--- PROBLEM DETAILS ---
Extract exactly and only the lines of the data below, starting at the line with "Can you see the blurred" and stopping after the final line.

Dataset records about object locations
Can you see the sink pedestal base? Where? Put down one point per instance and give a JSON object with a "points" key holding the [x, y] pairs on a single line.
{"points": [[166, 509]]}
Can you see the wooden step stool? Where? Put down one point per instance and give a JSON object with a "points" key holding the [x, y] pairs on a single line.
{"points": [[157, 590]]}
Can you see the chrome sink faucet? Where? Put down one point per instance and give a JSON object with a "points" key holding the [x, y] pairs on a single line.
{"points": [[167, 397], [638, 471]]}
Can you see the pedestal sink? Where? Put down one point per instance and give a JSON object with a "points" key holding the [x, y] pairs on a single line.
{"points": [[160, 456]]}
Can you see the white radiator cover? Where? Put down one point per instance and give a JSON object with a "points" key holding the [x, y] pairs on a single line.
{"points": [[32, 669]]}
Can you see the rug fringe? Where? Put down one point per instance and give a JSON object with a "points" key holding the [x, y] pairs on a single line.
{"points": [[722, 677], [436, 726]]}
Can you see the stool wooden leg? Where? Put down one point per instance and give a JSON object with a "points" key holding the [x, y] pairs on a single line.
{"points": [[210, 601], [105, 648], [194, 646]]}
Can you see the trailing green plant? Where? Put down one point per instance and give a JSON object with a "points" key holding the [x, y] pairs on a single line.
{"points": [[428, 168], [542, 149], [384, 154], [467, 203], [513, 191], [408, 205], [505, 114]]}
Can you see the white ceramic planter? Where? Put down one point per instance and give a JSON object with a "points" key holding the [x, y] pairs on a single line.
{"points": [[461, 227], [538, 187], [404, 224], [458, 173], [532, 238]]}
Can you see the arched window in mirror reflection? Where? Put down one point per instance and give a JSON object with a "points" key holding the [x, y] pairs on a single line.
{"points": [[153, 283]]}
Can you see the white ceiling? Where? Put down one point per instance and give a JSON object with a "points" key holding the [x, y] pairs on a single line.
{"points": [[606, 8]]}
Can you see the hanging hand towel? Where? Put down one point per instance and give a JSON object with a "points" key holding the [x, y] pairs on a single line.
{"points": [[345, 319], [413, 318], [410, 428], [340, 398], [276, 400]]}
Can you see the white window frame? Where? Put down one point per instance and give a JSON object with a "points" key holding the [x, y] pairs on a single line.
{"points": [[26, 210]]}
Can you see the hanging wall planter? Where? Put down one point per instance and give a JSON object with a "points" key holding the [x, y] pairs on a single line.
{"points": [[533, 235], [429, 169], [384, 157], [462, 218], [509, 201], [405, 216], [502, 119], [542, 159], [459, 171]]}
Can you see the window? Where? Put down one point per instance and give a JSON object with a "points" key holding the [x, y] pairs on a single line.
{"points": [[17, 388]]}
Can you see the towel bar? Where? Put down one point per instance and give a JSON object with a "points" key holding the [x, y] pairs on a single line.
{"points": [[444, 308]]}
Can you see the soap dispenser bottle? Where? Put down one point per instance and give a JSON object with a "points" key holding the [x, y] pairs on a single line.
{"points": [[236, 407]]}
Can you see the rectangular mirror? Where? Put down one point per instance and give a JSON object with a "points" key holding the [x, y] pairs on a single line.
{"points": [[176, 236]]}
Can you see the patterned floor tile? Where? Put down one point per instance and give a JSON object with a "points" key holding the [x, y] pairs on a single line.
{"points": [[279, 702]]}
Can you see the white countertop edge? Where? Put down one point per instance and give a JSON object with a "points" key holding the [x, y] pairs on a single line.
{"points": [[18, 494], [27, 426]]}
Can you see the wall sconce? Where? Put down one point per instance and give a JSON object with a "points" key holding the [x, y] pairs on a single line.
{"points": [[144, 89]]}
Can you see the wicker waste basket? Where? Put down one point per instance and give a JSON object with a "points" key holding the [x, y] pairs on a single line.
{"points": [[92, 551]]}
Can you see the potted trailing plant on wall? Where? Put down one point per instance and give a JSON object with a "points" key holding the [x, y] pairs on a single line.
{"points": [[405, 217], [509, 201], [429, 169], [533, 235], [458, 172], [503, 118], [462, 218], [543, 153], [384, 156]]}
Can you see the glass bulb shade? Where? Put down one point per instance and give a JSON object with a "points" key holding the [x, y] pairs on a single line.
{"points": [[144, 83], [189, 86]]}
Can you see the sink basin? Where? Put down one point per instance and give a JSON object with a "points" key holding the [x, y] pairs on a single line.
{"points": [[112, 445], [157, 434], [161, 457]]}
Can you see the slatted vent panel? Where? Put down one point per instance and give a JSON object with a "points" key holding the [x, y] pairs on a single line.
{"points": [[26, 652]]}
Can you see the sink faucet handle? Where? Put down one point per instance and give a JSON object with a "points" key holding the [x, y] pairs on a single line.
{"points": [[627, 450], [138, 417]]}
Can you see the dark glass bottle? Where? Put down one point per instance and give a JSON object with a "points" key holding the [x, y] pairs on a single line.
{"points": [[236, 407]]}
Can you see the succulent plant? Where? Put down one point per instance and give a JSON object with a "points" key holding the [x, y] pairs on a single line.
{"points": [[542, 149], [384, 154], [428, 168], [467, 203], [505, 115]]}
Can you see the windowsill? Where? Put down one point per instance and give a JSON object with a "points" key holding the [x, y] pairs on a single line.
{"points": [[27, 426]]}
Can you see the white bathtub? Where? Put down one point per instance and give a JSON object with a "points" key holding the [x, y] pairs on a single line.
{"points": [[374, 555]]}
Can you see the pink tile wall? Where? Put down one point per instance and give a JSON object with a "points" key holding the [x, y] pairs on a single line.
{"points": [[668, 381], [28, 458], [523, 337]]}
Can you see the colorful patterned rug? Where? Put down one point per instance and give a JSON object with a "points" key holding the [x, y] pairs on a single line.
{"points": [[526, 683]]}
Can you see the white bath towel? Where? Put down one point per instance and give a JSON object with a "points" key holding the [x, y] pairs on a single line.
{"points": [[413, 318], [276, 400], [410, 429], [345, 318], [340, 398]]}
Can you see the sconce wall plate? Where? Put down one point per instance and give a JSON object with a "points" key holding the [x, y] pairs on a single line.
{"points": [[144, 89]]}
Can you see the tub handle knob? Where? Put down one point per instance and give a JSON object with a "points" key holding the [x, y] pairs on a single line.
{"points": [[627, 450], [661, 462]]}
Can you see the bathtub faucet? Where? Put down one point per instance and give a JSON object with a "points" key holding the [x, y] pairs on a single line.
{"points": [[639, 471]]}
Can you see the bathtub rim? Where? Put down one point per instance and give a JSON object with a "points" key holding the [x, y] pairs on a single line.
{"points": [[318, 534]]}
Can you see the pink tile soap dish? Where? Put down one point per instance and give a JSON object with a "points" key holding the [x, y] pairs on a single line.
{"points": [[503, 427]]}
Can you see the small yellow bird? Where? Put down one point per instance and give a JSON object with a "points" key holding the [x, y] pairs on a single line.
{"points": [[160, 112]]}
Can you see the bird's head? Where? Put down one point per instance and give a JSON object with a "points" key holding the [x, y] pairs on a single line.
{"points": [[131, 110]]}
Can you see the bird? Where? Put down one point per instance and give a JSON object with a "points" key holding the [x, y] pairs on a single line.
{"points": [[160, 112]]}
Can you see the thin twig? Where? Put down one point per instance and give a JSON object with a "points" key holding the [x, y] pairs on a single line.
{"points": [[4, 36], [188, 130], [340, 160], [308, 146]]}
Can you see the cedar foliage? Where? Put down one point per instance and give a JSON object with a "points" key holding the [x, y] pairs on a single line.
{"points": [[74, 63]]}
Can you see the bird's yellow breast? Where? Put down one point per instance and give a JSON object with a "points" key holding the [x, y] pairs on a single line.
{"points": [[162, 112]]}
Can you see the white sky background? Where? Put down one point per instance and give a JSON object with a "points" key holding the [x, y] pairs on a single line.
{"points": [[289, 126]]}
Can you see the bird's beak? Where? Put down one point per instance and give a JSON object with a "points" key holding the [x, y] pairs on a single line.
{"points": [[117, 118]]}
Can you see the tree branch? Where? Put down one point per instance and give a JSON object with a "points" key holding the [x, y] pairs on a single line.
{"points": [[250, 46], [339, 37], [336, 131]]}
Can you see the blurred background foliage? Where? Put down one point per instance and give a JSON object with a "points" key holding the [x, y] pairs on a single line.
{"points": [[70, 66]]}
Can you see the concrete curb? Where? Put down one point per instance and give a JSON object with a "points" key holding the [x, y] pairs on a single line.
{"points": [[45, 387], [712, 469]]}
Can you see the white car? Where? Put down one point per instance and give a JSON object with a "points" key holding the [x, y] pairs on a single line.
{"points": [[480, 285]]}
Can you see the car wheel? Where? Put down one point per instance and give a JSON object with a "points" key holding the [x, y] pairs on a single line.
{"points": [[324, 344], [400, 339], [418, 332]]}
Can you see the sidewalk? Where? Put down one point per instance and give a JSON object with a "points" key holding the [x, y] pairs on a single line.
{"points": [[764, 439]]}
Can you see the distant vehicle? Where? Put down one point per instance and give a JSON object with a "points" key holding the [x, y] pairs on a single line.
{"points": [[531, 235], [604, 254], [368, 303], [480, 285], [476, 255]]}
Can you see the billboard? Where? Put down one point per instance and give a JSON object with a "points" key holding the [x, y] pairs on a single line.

--- THE RESULT ---
Can you see the blurred background foliage? Where? Put down one point per instance and give a JSON object with a "points" key holding the [x, y] pairs on a single line.
{"points": [[70, 66]]}
Can you see the concrete curb? Where? Put down one point per instance and give a JSON object with a "points" key holding the [x, y] pairs on a single line.
{"points": [[45, 387], [712, 469]]}
Can you see the white car? Where? Put down one point per instance and give a JSON object with a "points" key holding the [x, y] pairs on a single line.
{"points": [[480, 285]]}
Can you see the car wheel? Where? Put down one point per instance and give a JSON object with a "points" key holding the [x, y] pairs on a single line.
{"points": [[324, 344], [400, 339], [418, 332]]}
Can you see the sidewalk? Where? Put down one point per instance and give a JSON object with a "points" key holding the [x, y] pairs on a single line.
{"points": [[764, 439]]}
Can you see the distant vehicle? Where? Put down one point per instance and give a JSON object with a "points" key holding the [x, y] pairs on a single line.
{"points": [[531, 235], [604, 254], [368, 303], [480, 285], [476, 255]]}
Can you see the billboard? Where? Put down one point per instance and give a JSON object with a "points" key holding the [x, y] pairs on a single line.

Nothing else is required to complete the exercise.